#### PROVIDED TEXT
November, 2019


Dr. Megan Krapf

Dr. Megan with Tucker

Hello everyone, Dr. Megan here!

For today’s “Tuesday’s with Tucker” we will be talking a little bit about teething and appropriate toys.  Puppies begin teething and losing baby teeth around 4 months of age, and adult teeth emerge by around 6 months. Did you know that puppies have 28 deciduous (baby) teeth and 42 permanent (adult) teeth?  During this time, you may see your puppy chewing on just about anything, and possibly some unwanted items of yours!  If your puppy begins biting furniture or shoes the best solution is to redirect their attention to toys.  As a last resort, we suggest using bitter apple spray to discourage chewing on individual household items or spots.

Tucker Krapf

Appropriate toys for teething, and ones that I have found Tucker to especially love, are rubber Kong toys and rope toys (stop by anytime and we’ll be happy to help you pick out what will work for you!).  Just like humans, the teething process is painful so freezing soft rubber toys (especially with a little bit of peanut butter), or other toys meant for freezing, helps soothe and massage their gums as they are chewing.  Plush toys can still be used but your puppy may tear up the toys very quickly if they’re anything like Tucker, and can be a hazard.
########
## PROBLEM TO SOLVE
Return the stretch of the puppy teething post from "Hello everyone, Dr." through "items or spots.", copied word for word.
#### THE DATA
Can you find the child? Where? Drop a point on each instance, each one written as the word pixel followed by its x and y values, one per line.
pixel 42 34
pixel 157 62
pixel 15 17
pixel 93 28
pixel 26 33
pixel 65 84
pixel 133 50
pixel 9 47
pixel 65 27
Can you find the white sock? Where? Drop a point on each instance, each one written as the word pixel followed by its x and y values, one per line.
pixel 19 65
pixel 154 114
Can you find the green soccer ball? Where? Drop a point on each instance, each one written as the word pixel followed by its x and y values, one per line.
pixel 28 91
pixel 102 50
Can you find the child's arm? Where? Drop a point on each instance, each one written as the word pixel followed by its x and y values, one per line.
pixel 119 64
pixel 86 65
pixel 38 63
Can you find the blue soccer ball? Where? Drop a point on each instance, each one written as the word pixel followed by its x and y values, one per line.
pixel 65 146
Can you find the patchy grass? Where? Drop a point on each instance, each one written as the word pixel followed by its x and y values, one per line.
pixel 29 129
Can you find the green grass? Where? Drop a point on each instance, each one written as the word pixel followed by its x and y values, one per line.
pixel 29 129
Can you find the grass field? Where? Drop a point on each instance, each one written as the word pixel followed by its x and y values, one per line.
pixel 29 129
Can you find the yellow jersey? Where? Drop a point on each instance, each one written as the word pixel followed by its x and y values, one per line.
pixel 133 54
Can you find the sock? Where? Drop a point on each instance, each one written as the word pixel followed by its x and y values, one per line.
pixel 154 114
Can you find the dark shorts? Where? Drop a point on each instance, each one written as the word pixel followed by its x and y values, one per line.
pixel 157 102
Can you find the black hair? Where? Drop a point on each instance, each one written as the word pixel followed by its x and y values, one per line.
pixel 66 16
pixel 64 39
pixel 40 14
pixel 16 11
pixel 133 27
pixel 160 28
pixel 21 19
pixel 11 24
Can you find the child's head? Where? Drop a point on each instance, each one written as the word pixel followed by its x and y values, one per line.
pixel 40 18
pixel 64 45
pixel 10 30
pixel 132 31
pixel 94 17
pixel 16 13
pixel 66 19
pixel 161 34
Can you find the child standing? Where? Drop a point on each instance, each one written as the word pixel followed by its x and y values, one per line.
########
## RESPONSE TO THE EXERCISE
Hello everyone, Dr. Megan here!

For today’s “Tuesday’s with Tucker” we will be talking a little bit about teething and appropriate toys.  Puppies begin teething and losing baby teeth around 4 months of age, and adult teeth emerge by around 6 months. Did you know that puppies have 28 deciduous (baby) teeth and 42 permanent (adult) teeth?  During this time, you may see your puppy chewing on just about anything, and possibly some unwanted items of yours!  If your puppy begins biting furniture or shoes the best solution is to redirect their attention to toys.  As a last resort, we suggest using bitter apple spray to discourage chewing on individual household items or spots.